# [EXERCISE REQUIREMENTS]
Copy each line below as written, but skip the pictures.

Image point grounding data:
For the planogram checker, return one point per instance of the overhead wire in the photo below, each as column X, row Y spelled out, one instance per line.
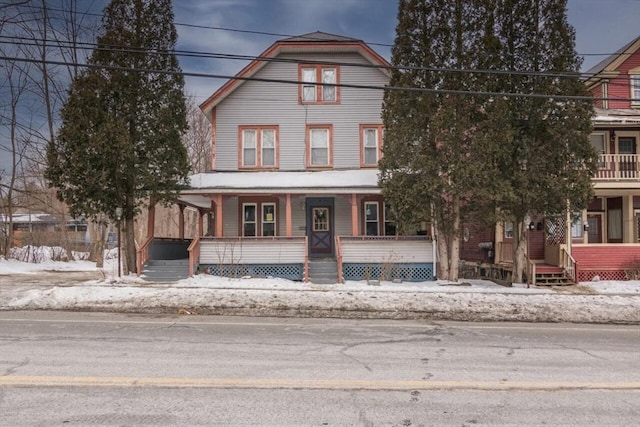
column 342, row 85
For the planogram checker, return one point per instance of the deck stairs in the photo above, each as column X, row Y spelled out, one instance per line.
column 550, row 275
column 323, row 271
column 166, row 270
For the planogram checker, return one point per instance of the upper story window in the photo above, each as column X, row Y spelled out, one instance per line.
column 319, row 146
column 319, row 84
column 635, row 88
column 598, row 142
column 258, row 147
column 370, row 145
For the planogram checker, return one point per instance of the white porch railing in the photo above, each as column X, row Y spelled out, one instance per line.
column 618, row 166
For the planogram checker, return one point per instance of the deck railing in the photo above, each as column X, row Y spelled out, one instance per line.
column 618, row 166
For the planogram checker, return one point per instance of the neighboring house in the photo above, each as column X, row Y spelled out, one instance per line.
column 38, row 228
column 293, row 187
column 604, row 238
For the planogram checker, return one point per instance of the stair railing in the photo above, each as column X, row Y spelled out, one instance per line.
column 531, row 272
column 339, row 259
column 142, row 255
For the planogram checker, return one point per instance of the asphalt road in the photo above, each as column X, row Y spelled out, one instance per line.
column 61, row 368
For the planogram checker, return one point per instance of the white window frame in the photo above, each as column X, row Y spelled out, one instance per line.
column 371, row 206
column 319, row 84
column 245, row 148
column 258, row 147
column 386, row 220
column 326, row 160
column 634, row 87
column 377, row 135
column 265, row 221
column 245, row 221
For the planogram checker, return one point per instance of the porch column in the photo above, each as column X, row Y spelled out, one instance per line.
column 288, row 216
column 151, row 219
column 354, row 214
column 218, row 213
column 181, row 222
column 628, row 217
column 201, row 222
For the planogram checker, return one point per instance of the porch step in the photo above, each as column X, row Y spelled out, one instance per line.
column 323, row 271
column 166, row 270
column 549, row 275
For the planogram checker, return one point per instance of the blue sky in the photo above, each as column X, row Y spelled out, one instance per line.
column 602, row 27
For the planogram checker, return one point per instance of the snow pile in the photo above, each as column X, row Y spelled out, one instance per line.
column 79, row 285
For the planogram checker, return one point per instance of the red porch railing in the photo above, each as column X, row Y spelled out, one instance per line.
column 618, row 166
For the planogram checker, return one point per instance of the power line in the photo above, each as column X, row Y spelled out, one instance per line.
column 252, row 32
column 341, row 85
column 32, row 41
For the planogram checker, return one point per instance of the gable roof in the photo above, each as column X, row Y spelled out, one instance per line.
column 312, row 42
column 608, row 67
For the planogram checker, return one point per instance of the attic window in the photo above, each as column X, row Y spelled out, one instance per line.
column 311, row 91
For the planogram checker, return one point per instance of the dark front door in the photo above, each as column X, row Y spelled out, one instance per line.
column 320, row 227
column 595, row 228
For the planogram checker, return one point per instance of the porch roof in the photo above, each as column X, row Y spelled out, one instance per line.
column 616, row 117
column 203, row 185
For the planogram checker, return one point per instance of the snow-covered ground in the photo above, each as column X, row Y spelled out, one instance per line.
column 44, row 286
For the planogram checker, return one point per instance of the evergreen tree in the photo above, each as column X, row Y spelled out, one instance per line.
column 119, row 143
column 435, row 153
column 547, row 161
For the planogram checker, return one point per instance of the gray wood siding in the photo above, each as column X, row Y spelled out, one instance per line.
column 263, row 103
column 391, row 251
column 265, row 251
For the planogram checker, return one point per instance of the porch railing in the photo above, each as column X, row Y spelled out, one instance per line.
column 568, row 264
column 142, row 255
column 618, row 166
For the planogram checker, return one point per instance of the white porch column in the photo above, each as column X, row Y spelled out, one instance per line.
column 628, row 219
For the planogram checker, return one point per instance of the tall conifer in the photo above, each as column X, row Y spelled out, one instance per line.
column 119, row 142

# [TASK RESPONSE]
For the planogram checker, return one point per instance of the overhead wire in the photo below, each as column X, row Y spelled out, one instance per line.
column 342, row 85
For the planogram checker, return one point per instance of the deck stairs in the photo above, each as column X, row Y spelled out, one instance per line.
column 550, row 275
column 323, row 271
column 166, row 270
For the planogram checker, return one point per instance of the upper story window in the photo above, each as column X, row Y spelled out, one instance per line.
column 319, row 146
column 319, row 84
column 635, row 88
column 598, row 142
column 258, row 147
column 370, row 145
For the planogram checker, return one point per instance of the white porch railing in the photo above, each as column X, row Y spelled out, one instance per line.
column 618, row 166
For the planogram checker, return one point per instance of the deck railing in the photo above, each as column X, row Y spelled out, one instance per line.
column 618, row 166
For the planogram checker, return one point per instance of the neighboring house in the photo above, each as column X, row Y spelled out, one instance per line.
column 38, row 228
column 293, row 187
column 604, row 238
For the planogram checker, return one point per instance of the stair railing in the photo above, each as column X, row Y spelled out, one instance per line.
column 531, row 272
column 339, row 259
column 142, row 255
For the planogram checker, return one point per instance of the asphalt road in the photo above, each as column X, row Y spelled out, one instance per line.
column 61, row 368
For the planogram checker, return one point per instance of the white window frame in the photo above, each as column X, row Y spelled out, one instance per line.
column 371, row 206
column 319, row 84
column 245, row 148
column 258, row 147
column 386, row 220
column 326, row 160
column 634, row 87
column 377, row 135
column 265, row 221
column 245, row 221
For the planogram checker, return one point per instance of the porch column in the photo above, each as column X, row Y spelled out, one instance per line.
column 288, row 216
column 151, row 219
column 354, row 214
column 218, row 213
column 181, row 222
column 628, row 217
column 201, row 222
For the planogram checker, return one point per instance of the porch step in the photo above, each as column X, row Y spelled out, one instance per line.
column 323, row 271
column 166, row 270
column 549, row 275
For the planogram checker, return one point per instance of the blue sky in the photo above, each as column X, row Y spelled out, one instance per line.
column 602, row 27
For the planogram checker, return one point per instance of the snow pile in the photo above, each as column X, row Y spelled out, one instance per line.
column 79, row 285
For the planogram checker, return one point per instance of the red porch railing in the photo above, each as column X, row Y spelled out, one instance per line.
column 618, row 166
For the planogram checker, return one point per instance of the power line in the photo above, each as column X, row Y spelled out, one instance per line.
column 252, row 32
column 341, row 85
column 32, row 41
For the planogram checker, return one point per instance of the gable roof in the photo above, each as column X, row Y spelled out, one instance per line.
column 312, row 42
column 608, row 67
For the planogram checker, return one point per instance of the attic window in the photo above, each as column X, row Y spelled out, one instance per line.
column 311, row 91
For the planogram checker, return one point per instance of the dark front door in the photo above, each as column X, row Y spelled out, one instance per line.
column 320, row 227
column 595, row 228
For the planogram checker, return one point per instance of the porch roof in the photo above, each as column X, row Y spelled out, one instance per line.
column 616, row 117
column 203, row 185
For the planogram checker, return one point per instance of the snow-covered ground in the photo above, each as column X, row Y spelled out, one instance per line.
column 44, row 286
For the planogram checker, return one point per instance of the evergreen tree in the photo above, each as column X, row Y spelled out, one instance per line.
column 119, row 143
column 435, row 153
column 547, row 161
For the planogram checker, return one point per instance of the gray wood siding in the photo above, each as column X, row Y spelled out, one instance per line.
column 263, row 103
column 391, row 251
column 265, row 251
For the planogram checker, return one point per instance of the porch railing in the photo above, each as column X, row Y spelled out, one instance per line.
column 568, row 264
column 142, row 255
column 618, row 166
For the planogram checker, return one point per instance of the white porch column in the photo above, each as column X, row Y spelled out, one instance per line.
column 628, row 219
For the planogram checker, return one point per instance of the tall conifer in the photo above, each as column X, row Y spelled out, one instance per line.
column 119, row 142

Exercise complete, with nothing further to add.